**Text under study**

______

2.4 Data analysis of differential VOCs and differentially expressed genes

Metabolomic data were analyzed using SIMCA software (V16.0.2, Sartorius Stedim Data Analytics AB, Umea, Sweden) for principal component analysis (PCA) and orthogonal projections to latent structures discriminant analysis (OPLS-DA). To identify differential VOCs (DVOCs) between different comparison groups, we used a threshold of variable importance for projection (VIP) > 1 and P-value < 0.05. All DVOCs were standardized using z-score normalization, and K-means clustering was performed using the cluster (v2.1.0) and fpc (v2.2-9) packages in R to group metabolites with similar accumulation trends across developmental stages.

Differential expression analysis for transcriptomic data between different comparison groups was conducted using DESeq2 (Love et al., 2014). Differentially expressed genes (DEGs) were selected based on the criteria of |log2Fold Change| > 1 and P-value < 0.05. Gene Ontology (GO) enrichment analysis and KEGG pathway enrichment analysis was conducted using clusterProfiler (Yu et al., 2012). The Pearson correlation coefficients between DVOCs and DEGs, as well as transcription factors (TFs) and DEGs, were calculated using R. Correlation networks were visualized using Cytoscape (version 3.10.2).

2.5 qRT-PCR validation

Nine genes related to floral scent biosynthesis were selected for qRT-PCR validation. RNA was reverse-transcribed into cDNA using the PrimeScript™ 1st strand cDNA Synthesis Kit. The qRT-PCR experiments were conducted on a LightCycler 480II, 384 real-time fluorescence quantitative detection system. The GAPDH gene was used as an internal reference gene (Wang, 2019), with three biological replicates for each analysis. Relative expression levels were calculated using the 2^-ΔΔCt method (Livak and Schmittgen, 2001). The primer sequences are listed in Supplementary Table S1.

3 Results

3.1 VOCs of R. laevigata flowers

The characteristics of VOCs in R. laevigata flowers at three developmental stages (Figure 1A) were analyzed using HS-SPME-GC-MS. A total of 330 VOCs were identified during three developmental stages, and 330, 325, and 325 VOCs identified at stages S2, S3, and S4, respectively (Supplementary Table S2). These VOCs were categorized into 14 groups (Figure 1B), including benzenoids/phenylpropanoids (52, 15.76%), heterocyclic compounds (47, 14.24%), esters (44, 13.33%), terpenoids (41, 12.42%), ketones (26, 7.88%), alcohols (25, 7.58%), hydrocarbons (25, 7.58%), aldehydes (23, 6.97%), nitrogen-containing compounds (21, 6.36%), ethers (5, 1.52%), acids (4, 1.21%), sulfur-containing compounds (3, 0.91%), halogenated hydrocarbons (2, 0.61%), and others (12, 3.64%). Among these, benzenoids/phenylpropanoids, heterocyclic compounds, esters, and terpenoids accounted for 55.76% of the total VOCs (Figure 1B; Supplementary Table S2). Hierarchical clustering analysis indicated that the relative abundance of VOCs showed significant changes during the three developmental stages, with most VOCs exhibiting higher relative abundance at the S3 stage (Figure 1C). PCA results indicated that samples from the three developmental stages could be distinctly separated (Supplementary Figure S1).

______

**Record set**

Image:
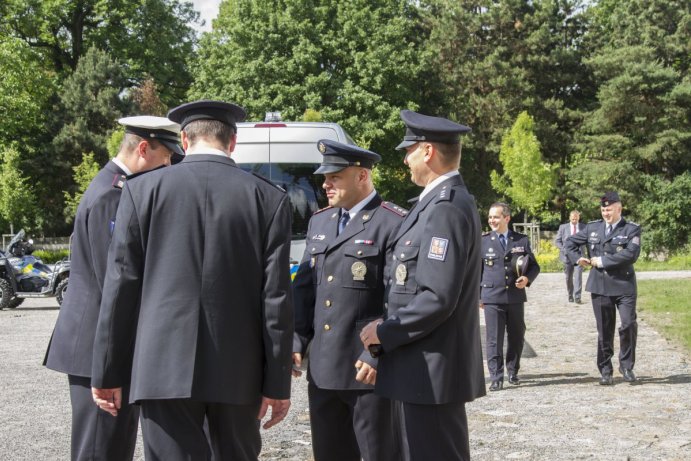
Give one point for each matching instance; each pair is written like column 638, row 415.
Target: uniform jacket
column 431, row 338
column 197, row 298
column 619, row 251
column 563, row 233
column 499, row 268
column 71, row 346
column 339, row 289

______

**Problem**
In the floral scent text, which gene served as the internal reference gene for qRT-PCR? The records are separate material and have nothing to do with the floral scent text.

**Response**
GAPDH